=== Record list ===

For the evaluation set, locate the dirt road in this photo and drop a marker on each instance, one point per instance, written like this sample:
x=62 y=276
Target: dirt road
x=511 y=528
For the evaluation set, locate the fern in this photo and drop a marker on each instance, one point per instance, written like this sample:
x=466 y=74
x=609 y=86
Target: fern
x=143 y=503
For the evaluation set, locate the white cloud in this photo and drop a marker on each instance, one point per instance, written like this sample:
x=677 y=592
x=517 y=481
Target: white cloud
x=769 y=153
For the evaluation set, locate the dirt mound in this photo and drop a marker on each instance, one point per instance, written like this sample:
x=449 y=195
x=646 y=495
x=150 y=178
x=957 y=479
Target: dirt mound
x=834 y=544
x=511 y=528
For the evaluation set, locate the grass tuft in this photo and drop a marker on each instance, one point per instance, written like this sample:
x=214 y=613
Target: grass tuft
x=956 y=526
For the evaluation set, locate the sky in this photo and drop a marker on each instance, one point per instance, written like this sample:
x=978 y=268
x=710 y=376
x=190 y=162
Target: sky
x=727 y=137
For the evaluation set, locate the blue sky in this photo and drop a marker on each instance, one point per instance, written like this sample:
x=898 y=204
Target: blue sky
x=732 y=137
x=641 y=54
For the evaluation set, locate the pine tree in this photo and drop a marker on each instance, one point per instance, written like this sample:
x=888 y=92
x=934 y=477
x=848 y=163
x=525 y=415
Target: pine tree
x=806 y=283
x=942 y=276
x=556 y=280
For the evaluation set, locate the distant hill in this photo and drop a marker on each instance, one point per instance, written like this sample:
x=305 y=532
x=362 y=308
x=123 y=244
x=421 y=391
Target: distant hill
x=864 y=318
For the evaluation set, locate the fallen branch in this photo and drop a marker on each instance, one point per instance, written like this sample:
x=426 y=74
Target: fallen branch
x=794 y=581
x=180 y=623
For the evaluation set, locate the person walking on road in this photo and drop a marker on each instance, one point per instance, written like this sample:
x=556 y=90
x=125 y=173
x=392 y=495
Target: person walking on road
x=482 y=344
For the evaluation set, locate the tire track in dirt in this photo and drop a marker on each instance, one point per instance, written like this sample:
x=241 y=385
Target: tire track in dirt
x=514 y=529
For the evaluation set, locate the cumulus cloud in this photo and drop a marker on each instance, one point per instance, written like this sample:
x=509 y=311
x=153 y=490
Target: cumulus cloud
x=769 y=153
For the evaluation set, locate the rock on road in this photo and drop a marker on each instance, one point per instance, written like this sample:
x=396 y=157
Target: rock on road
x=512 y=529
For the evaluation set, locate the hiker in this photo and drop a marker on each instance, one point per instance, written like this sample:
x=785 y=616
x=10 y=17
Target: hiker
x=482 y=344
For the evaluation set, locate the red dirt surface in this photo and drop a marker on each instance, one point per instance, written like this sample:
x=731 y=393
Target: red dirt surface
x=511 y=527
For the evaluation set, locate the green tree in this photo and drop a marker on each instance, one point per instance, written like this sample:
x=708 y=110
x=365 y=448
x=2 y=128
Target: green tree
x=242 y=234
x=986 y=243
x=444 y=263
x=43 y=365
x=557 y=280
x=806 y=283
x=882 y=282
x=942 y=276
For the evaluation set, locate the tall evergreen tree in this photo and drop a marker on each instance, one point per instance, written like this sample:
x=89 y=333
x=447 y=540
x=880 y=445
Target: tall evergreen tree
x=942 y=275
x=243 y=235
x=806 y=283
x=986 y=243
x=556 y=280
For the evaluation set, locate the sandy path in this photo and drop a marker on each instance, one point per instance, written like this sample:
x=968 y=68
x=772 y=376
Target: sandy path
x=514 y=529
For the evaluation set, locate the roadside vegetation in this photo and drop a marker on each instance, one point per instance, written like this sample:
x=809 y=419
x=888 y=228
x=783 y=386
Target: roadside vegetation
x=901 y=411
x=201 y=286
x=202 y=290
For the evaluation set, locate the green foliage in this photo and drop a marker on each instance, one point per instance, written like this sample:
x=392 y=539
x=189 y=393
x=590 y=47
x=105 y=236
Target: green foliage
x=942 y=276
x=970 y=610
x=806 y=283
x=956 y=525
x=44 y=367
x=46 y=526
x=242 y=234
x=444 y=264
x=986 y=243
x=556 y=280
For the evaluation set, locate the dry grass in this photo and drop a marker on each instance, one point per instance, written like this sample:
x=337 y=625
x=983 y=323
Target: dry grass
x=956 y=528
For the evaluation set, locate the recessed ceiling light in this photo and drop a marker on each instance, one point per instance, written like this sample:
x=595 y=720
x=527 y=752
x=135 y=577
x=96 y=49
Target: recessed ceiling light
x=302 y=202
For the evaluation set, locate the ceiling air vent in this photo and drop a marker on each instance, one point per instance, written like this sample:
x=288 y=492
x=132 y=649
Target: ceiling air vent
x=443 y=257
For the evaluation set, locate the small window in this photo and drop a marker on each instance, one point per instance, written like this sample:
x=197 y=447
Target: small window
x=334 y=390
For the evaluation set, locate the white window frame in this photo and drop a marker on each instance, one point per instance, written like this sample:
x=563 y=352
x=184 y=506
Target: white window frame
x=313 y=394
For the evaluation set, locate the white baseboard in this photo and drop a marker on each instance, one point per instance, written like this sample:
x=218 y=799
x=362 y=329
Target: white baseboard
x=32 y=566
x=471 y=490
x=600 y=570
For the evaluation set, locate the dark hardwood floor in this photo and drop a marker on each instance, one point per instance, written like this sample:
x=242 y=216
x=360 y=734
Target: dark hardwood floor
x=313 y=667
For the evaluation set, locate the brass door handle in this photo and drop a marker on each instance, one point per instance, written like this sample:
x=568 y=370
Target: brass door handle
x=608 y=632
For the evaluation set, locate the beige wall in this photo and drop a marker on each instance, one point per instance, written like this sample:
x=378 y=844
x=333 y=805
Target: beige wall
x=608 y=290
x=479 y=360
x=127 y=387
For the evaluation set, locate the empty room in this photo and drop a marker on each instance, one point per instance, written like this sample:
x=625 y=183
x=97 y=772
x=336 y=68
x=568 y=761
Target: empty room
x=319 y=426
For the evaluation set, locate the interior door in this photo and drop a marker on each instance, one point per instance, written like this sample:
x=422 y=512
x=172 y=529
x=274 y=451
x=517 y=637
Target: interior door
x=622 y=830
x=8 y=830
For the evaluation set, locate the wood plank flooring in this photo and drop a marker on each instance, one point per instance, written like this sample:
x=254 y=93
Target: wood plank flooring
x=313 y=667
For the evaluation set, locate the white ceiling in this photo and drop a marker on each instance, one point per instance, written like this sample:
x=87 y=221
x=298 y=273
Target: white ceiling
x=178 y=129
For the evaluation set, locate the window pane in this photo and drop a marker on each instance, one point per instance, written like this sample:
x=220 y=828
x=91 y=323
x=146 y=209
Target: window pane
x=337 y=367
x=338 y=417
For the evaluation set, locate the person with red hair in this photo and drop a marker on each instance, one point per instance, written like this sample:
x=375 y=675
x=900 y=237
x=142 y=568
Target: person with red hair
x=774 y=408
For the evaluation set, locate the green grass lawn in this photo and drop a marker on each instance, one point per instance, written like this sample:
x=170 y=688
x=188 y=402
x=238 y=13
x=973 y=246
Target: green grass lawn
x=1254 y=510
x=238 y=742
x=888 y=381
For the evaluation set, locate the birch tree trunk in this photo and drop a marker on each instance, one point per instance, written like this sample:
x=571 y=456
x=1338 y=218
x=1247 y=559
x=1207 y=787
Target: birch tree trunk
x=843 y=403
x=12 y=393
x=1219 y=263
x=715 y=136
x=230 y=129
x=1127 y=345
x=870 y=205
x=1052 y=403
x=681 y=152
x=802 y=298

===

Aim of the task:
Lay out every line of the entries above as a Markdown table with two columns, Row and Line. Number the rows and skip any blank lines.

Correct output:
| Row | Line |
|---|---|
| 1 | For the evaluation set, locate the dirt road in this photo and drop a marker on each instance, one point per instance, written like this sample: |
| 2 | x=62 y=276 |
| 3 | Target: dirt road |
| 4 | x=511 y=528 |
| 5 | For the evaluation set, locate the fern in this photo and drop a marker on each instance, one point per instance, written like this sample: |
| 6 | x=466 y=74 |
| 7 | x=609 y=86 |
| 8 | Target: fern |
| 9 | x=143 y=503 |
| 10 | For the evaluation set, locate the white cloud in this photo and drop a marker on each instance, one point per instance, written like this sample: |
| 11 | x=677 y=592 |
| 12 | x=517 y=481 |
| 13 | Target: white cloud |
| 14 | x=769 y=153 |
| 15 | For the evaluation set, locate the dirt mound in this photo and drop a marker on each instance, one point per instance, written like this sample: |
| 16 | x=449 y=195 |
| 17 | x=646 y=495 |
| 18 | x=150 y=178 |
| 19 | x=957 y=479 |
| 20 | Target: dirt mound |
| 21 | x=834 y=544 |
| 22 | x=511 y=528 |
| 23 | For the evaluation set, locate the grass tuft in this photo and drop a marker on each instance, one point per instance, written like this sample: |
| 24 | x=214 y=613 |
| 25 | Target: grass tuft |
| 26 | x=956 y=526 |
| 27 | For the evaluation set, locate the sky in this photo and drop a marker on each instance, one point per instance, written like this sample: |
| 28 | x=978 y=268 |
| 29 | x=710 y=376 |
| 30 | x=190 y=162 |
| 31 | Target: sky |
| 32 | x=727 y=137 |
| 33 | For the evaluation set, locate the blue sky in this photo and drop a marker on each instance, one point per instance, written like this sample: |
| 34 | x=898 y=204 |
| 35 | Target: blue sky |
| 36 | x=732 y=137 |
| 37 | x=641 y=54 |
| 38 | For the evaluation set, locate the pine tree in this photo and drop a marker on each instance, one point per instance, written like this sample: |
| 39 | x=888 y=92 |
| 40 | x=934 y=477 |
| 41 | x=848 y=163 |
| 42 | x=525 y=415 |
| 43 | Target: pine tree |
| 44 | x=806 y=283 |
| 45 | x=942 y=276 |
| 46 | x=556 y=280 |
| 47 | For the evaluation set, locate the distant hill in this photo and drop a marker on each instance, one point per instance, written like this sample: |
| 48 | x=305 y=532 |
| 49 | x=362 y=308 |
| 50 | x=123 y=244 |
| 51 | x=421 y=391 |
| 52 | Target: distant hill |
| 53 | x=864 y=318 |
| 54 | For the evaluation set, locate the fallen branch in this photo and drop a marker on each instance, one point per instance, written like this sample: |
| 55 | x=426 y=74 |
| 56 | Target: fallen branch |
| 57 | x=794 y=581 |
| 58 | x=180 y=623 |
| 59 | For the evaluation set, locate the person walking on road in this photo and drop a marker on each instance, one point per instance, written like this sample: |
| 60 | x=556 y=90 |
| 61 | x=125 y=173 |
| 62 | x=392 y=495 |
| 63 | Target: person walking on road |
| 64 | x=482 y=344 |
| 65 | For the evaluation set, locate the tire track in dirt in this photo and drop a marker on each instance, one point per instance, written like this sample: |
| 66 | x=241 y=385 |
| 67 | Target: tire track in dirt |
| 68 | x=514 y=529 |
| 69 | For the evaluation set, locate the cumulus cloud in this photo and drop a marker on each instance, one point per instance, written like this sample: |
| 70 | x=509 y=311 |
| 71 | x=153 y=490 |
| 72 | Target: cumulus cloud |
| 73 | x=769 y=153 |
| 74 | For the evaluation set, locate the rock on road in this photo and drop a marker on each instance, one point per instance, written like this sample: |
| 75 | x=396 y=157 |
| 76 | Target: rock on road |
| 77 | x=512 y=529 |
| 78 | For the evaluation set, locate the hiker in this photo and drop a marker on each instance, one point per instance, written like this sample: |
| 79 | x=785 y=616 |
| 80 | x=10 y=17 |
| 81 | Target: hiker |
| 82 | x=482 y=344 |
| 83 | For the evaluation set, locate the red dirt surface in this photo and drop a marker on each instance, one point per instance, written like this sample: |
| 84 | x=731 y=393 |
| 85 | Target: red dirt surface |
| 86 | x=511 y=527 |
| 87 | For the evaluation set, locate the green tree in this photo and drop a marker on each instance, one point per instance, written like this sample: |
| 88 | x=708 y=110 |
| 89 | x=365 y=448 |
| 90 | x=2 y=128 |
| 91 | Target: green tree |
| 92 | x=242 y=234 |
| 93 | x=986 y=243 |
| 94 | x=444 y=263 |
| 95 | x=43 y=365 |
| 96 | x=557 y=280 |
| 97 | x=806 y=283 |
| 98 | x=882 y=282 |
| 99 | x=942 y=276 |
| 100 | For the evaluation set, locate the tall evergreen tree in this photo and drop a marker on each instance, one point per instance, written like this sample: |
| 101 | x=89 y=333 |
| 102 | x=447 y=540 |
| 103 | x=880 y=445 |
| 104 | Target: tall evergreen tree |
| 105 | x=942 y=275 |
| 106 | x=243 y=235 |
| 107 | x=806 y=283 |
| 108 | x=986 y=243 |
| 109 | x=556 y=280 |
| 110 | For the evaluation set, locate the sandy path in this photo and drop a marker on each instance, one point per instance, written like this sample: |
| 111 | x=968 y=68 |
| 112 | x=772 y=376 |
| 113 | Target: sandy path |
| 114 | x=514 y=529 |
| 115 | For the evaluation set, locate the roadside vegetation in this photo and drop a marker on each instance, one point per instance, written like this sample: |
| 116 | x=809 y=419 |
| 117 | x=888 y=228 |
| 118 | x=783 y=386 |
| 119 | Target: roadside vegetation |
| 120 | x=901 y=411 |
| 121 | x=201 y=286 |
| 122 | x=202 y=290 |
| 123 | For the evaluation set, locate the green foliage in this photo and drop a marker on each instance, one point per instance, written like this sample: |
| 124 | x=392 y=539 |
| 125 | x=189 y=393 |
| 126 | x=590 y=47 |
| 127 | x=105 y=236 |
| 128 | Target: green foliage |
| 129 | x=942 y=276 |
| 130 | x=970 y=610 |
| 131 | x=806 y=283 |
| 132 | x=956 y=525 |
| 133 | x=44 y=367 |
| 134 | x=46 y=526 |
| 135 | x=242 y=234 |
| 136 | x=444 y=264 |
| 137 | x=986 y=243 |
| 138 | x=556 y=280 |
| 139 | For the evaluation set, locate the dry grass in this photo and drop a marker on each instance, one point per instance, written like this sample: |
| 140 | x=337 y=625 |
| 141 | x=983 y=323 |
| 142 | Target: dry grass |
| 143 | x=956 y=528 |
| 144 | For the evaluation set, locate the recessed ceiling light in this photo and drop a marker on each instance, one point per instance, written like this sample: |
| 145 | x=595 y=720 |
| 146 | x=527 y=752 |
| 147 | x=135 y=577 |
| 148 | x=96 y=49 |
| 149 | Target: recessed ceiling light |
| 150 | x=302 y=202 |
| 151 | For the evaluation set, locate the ceiling air vent in this photo and drop a marker on each instance, one point per instance, written like this sample: |
| 152 | x=288 y=492 |
| 153 | x=132 y=649 |
| 154 | Target: ceiling air vent |
| 155 | x=443 y=257 |
| 156 | For the evaluation set, locate the small window in this photo and drop a marker on each instance, one point per instance, written like this sample: |
| 157 | x=197 y=447 |
| 158 | Target: small window |
| 159 | x=334 y=390 |
| 160 | For the evaluation set, locate the white window frame in this photo and drop a marker on each instance, one point per instance, written like this sample: |
| 161 | x=563 y=352 |
| 162 | x=184 y=506 |
| 163 | Target: white window frame |
| 164 | x=313 y=394 |
| 165 | For the evaluation set, locate the white baseboard in this photo and drop a marker on each instance, one point per instance, written like this sample: |
| 166 | x=218 y=799 |
| 167 | x=362 y=329 |
| 168 | Target: white baseboard |
| 169 | x=32 y=566 |
| 170 | x=471 y=490 |
| 171 | x=600 y=570 |
| 172 | For the evaluation set, locate the dark hardwood floor in this photo and drop a marker on each instance, one point per instance, written like this sample: |
| 173 | x=242 y=216 |
| 174 | x=360 y=734 |
| 175 | Target: dark hardwood floor |
| 176 | x=313 y=667 |
| 177 | For the evaluation set, locate the brass door handle in this photo and drop a marker on each instance, one point per instance, written like this sample: |
| 178 | x=568 y=370 |
| 179 | Target: brass door handle |
| 180 | x=608 y=632 |
| 181 | For the evaluation set, locate the beige wall in this photo and drop a marker on each instance, one point per instance, written like this sample: |
| 182 | x=378 y=844 |
| 183 | x=333 y=805 |
| 184 | Target: beige wall |
| 185 | x=608 y=290 |
| 186 | x=479 y=360 |
| 187 | x=127 y=387 |
| 188 | For the evaluation set, locate the empty room in this photo and drop a marker on each instance, one point per instance, written like this sample: |
| 189 | x=625 y=183 |
| 190 | x=97 y=772 |
| 191 | x=336 y=68 |
| 192 | x=568 y=761 |
| 193 | Target: empty room |
| 194 | x=319 y=426 |
| 195 | For the evaluation set, locate the interior door in this photo and drop a marker on each instance, one point per instance, written like this sample: |
| 196 | x=422 y=512 |
| 197 | x=172 y=529 |
| 198 | x=274 y=451 |
| 199 | x=517 y=637 |
| 200 | Target: interior door |
| 201 | x=622 y=830 |
| 202 | x=8 y=830 |
| 203 | For the evaluation set, locate the wood plank flooring in this photo and drop a marker on each instance, one point per instance, written like this sample: |
| 204 | x=254 y=93 |
| 205 | Target: wood plank flooring |
| 206 | x=313 y=667 |
| 207 | For the evaluation set, locate the white ceiling in this photo and drop a marker on each instance, one point per instance, written like this sample: |
| 208 | x=87 y=221 |
| 209 | x=298 y=273 |
| 210 | Target: white ceiling |
| 211 | x=178 y=129 |
| 212 | For the evaluation set, locate the window pane in this photo and drop a marker on each instance, one point per instance, written like this sample: |
| 213 | x=220 y=828 |
| 214 | x=91 y=323 |
| 215 | x=146 y=209 |
| 216 | Target: window pane |
| 217 | x=337 y=367 |
| 218 | x=338 y=417 |
| 219 | For the evaluation set, locate the person with red hair in this photo and drop a marker on each instance, one point per instance, written like this sample: |
| 220 | x=375 y=675 |
| 221 | x=900 y=237 |
| 222 | x=142 y=568 |
| 223 | Target: person with red hair |
| 224 | x=774 y=408 |
| 225 | For the evaluation set, locate the green grass lawn in this photo and drop a marker on each instance, one point per instance, written like this sample: |
| 226 | x=170 y=688 |
| 227 | x=188 y=402 |
| 228 | x=238 y=13 |
| 229 | x=973 y=246 |
| 230 | Target: green grass lawn |
| 231 | x=1254 y=510 |
| 232 | x=238 y=742 |
| 233 | x=888 y=381 |
| 234 | For the evaluation set, locate the birch tree trunk in this photo and drop a marker on each instance, one point per instance, written like this sample: |
| 235 | x=571 y=456 |
| 236 | x=1338 y=218 |
| 237 | x=1247 y=559 |
| 238 | x=1207 y=787 |
| 239 | Target: birch tree trunk |
| 240 | x=843 y=403 |
| 241 | x=12 y=393 |
| 242 | x=1219 y=263 |
| 243 | x=715 y=136 |
| 244 | x=230 y=129 |
| 245 | x=1127 y=345 |
| 246 | x=870 y=205 |
| 247 | x=1052 y=403 |
| 248 | x=681 y=152 |
| 249 | x=802 y=298 |